STORED DATA:
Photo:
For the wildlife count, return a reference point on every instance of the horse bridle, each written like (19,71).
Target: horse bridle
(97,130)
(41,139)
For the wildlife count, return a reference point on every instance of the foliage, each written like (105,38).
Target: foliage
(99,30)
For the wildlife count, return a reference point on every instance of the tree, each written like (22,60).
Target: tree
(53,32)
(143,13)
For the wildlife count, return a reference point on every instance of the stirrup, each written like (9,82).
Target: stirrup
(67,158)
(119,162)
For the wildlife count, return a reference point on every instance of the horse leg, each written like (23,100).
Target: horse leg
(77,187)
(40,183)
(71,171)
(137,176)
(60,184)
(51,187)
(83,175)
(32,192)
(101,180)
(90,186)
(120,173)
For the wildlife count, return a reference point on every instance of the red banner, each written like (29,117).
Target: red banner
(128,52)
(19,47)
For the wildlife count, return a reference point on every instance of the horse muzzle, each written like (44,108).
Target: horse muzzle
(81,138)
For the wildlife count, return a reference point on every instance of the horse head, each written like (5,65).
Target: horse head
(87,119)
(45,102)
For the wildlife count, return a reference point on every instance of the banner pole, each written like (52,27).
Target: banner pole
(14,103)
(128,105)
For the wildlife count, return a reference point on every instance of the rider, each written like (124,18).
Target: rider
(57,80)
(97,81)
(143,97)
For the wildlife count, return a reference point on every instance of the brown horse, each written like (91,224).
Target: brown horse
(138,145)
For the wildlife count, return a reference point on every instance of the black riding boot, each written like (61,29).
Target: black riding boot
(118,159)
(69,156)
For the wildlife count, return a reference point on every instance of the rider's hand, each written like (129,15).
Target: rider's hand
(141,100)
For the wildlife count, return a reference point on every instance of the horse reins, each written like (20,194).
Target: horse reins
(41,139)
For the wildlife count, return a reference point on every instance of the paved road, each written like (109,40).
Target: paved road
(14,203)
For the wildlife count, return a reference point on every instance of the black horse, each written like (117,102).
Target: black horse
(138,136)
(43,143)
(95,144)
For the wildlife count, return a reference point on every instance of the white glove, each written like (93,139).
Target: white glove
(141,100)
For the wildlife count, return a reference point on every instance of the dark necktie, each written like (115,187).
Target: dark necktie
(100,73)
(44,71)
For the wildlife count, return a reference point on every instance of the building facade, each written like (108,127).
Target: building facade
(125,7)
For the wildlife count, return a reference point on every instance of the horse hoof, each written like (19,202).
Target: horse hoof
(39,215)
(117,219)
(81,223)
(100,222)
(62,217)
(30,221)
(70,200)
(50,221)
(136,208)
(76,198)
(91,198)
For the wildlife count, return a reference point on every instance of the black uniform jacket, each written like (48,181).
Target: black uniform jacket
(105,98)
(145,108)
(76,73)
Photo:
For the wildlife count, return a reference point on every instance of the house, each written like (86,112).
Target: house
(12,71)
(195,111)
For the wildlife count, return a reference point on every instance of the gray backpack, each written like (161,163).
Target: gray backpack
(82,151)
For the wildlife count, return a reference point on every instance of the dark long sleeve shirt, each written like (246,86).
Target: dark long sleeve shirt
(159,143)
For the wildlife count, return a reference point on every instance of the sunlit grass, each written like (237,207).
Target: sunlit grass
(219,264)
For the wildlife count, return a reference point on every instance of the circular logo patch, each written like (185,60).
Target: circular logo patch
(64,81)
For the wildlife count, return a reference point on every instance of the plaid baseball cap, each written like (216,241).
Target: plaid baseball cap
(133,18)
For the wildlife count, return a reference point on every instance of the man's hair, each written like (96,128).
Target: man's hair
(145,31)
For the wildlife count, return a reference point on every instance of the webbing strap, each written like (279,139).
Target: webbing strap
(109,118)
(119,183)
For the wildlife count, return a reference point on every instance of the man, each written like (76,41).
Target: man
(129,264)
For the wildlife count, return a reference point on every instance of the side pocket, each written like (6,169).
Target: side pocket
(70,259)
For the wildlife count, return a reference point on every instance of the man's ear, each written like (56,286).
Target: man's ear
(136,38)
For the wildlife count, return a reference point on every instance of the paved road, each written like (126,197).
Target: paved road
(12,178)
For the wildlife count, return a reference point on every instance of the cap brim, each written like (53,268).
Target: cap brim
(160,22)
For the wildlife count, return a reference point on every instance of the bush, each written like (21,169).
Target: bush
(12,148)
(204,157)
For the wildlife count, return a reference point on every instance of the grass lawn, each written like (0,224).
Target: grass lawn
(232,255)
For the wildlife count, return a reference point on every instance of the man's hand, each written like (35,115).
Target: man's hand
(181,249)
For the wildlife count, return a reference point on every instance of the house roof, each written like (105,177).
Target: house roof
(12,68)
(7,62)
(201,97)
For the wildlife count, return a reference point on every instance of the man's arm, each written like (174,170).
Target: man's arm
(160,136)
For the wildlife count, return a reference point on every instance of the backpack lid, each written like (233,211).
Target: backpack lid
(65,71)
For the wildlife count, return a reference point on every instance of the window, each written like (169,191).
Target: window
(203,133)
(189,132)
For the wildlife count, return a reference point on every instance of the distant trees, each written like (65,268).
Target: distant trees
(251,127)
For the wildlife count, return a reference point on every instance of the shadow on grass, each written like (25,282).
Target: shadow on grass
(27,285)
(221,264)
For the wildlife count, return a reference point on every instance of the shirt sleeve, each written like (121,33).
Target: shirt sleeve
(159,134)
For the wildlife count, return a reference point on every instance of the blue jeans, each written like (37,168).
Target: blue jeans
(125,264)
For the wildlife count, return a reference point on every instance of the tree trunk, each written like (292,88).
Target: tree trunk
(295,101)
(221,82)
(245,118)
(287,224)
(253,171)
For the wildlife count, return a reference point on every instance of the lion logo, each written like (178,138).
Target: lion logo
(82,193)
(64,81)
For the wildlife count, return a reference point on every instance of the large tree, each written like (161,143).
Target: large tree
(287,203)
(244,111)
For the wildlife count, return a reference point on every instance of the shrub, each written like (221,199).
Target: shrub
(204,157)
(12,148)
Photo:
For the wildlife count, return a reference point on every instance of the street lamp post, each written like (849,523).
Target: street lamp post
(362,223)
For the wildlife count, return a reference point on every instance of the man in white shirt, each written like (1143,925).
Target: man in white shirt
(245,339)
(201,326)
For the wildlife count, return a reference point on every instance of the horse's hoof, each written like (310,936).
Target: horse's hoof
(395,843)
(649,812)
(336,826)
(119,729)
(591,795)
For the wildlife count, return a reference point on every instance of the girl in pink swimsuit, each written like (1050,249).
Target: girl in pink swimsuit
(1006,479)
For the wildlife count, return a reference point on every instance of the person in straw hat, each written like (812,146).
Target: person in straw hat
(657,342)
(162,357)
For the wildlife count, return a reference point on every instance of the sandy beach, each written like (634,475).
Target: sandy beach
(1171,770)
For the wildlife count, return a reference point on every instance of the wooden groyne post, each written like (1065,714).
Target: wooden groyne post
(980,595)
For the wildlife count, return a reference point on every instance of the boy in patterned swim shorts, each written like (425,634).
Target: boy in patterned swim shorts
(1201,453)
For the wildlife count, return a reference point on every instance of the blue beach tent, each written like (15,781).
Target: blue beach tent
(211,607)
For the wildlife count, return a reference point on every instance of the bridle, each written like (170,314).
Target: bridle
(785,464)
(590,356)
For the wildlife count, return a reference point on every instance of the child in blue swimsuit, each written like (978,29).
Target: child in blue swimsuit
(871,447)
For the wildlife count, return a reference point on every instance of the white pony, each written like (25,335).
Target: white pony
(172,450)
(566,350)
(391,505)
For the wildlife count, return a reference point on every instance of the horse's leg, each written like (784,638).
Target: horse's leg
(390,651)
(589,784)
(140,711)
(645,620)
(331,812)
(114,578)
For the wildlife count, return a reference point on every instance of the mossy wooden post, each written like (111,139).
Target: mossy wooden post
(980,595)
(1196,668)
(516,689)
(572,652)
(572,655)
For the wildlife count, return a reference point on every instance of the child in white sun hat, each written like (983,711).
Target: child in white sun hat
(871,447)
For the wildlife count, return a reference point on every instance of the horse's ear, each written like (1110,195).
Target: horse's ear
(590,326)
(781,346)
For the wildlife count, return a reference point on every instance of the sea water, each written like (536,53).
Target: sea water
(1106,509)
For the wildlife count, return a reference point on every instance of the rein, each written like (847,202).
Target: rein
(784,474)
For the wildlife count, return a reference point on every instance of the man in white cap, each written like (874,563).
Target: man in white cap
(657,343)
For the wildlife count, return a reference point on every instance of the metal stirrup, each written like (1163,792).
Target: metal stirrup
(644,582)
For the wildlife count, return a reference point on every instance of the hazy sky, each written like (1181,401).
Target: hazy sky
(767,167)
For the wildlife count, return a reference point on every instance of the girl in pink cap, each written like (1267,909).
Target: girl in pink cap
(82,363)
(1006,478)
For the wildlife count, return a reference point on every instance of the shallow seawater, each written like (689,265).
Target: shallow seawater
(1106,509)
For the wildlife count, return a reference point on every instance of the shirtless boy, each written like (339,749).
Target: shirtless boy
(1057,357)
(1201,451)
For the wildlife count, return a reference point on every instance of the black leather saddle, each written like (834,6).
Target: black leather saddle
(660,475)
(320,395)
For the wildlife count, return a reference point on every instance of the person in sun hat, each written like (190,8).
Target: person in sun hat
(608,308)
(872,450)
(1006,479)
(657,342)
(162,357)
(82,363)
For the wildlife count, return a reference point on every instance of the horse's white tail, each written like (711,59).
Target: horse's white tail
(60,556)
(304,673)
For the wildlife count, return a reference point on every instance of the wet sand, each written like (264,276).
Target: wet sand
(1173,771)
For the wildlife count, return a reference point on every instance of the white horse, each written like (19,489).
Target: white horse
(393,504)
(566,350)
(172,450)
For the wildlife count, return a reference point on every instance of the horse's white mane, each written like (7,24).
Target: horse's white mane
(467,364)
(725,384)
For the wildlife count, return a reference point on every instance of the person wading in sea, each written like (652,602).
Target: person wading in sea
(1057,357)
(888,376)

WRITTEN PROBLEM: The line containing "written like (1163,792)." marks the start; retype it and each line after it through the end of the records above, exactly.

FULL OUTPUT:
For the wildlife count, return a reference point on every instance of the metal stirrup, each written like (1163,792).
Target: metal stirrup
(644,582)
For the wildlife count, return a reference point on every instance of the hazy sky, each written like (1181,401).
Target: hazy sky
(767,167)
For the wildlife count, return a reference point on every instance of the girl in pink cap, each written like (1267,909).
Target: girl in pink cap
(82,363)
(1006,478)
For the wildlife count, return a reference point on every instance of the shallow seawater, each written like (689,265).
Target: shallow seawater
(1106,509)
For the wildlife count, return a reference point on every instance of the shirtless boy, each written like (339,749).
Target: shirtless boy
(1057,357)
(1201,451)
For the wildlife count, return a reference point on every instance of the black leather saddle, each written like (834,6).
Target: black leather saddle
(660,475)
(320,395)
For the wildlife count, return a reference point on every instance of the person in sun hat, each written like (190,8).
Target: person in sun hat
(608,308)
(872,450)
(1006,479)
(657,342)
(162,357)
(82,363)
For the wildlife count, return a reference point on every instance of the horse's white tail, each written like (711,59).
Target: horse's white tail
(60,556)
(304,673)
For the wildlife count, return a reference point on every instance of the wet sand, each written like (264,276).
Target: wet sand
(1173,771)
For the wildlife count, return a reference point on every instance of the white horse, each written like (19,489).
Target: white horse
(393,504)
(566,350)
(172,450)
For the wildlife count, return a reference point on every instance of the horse's white mane, each written like (7,24).
Target: horse's white mane
(467,364)
(725,384)
For the wildlife count, return a reference point on every instance of the person wading in sea, each written like (652,602).
Target: person wading in sea
(1057,357)
(888,376)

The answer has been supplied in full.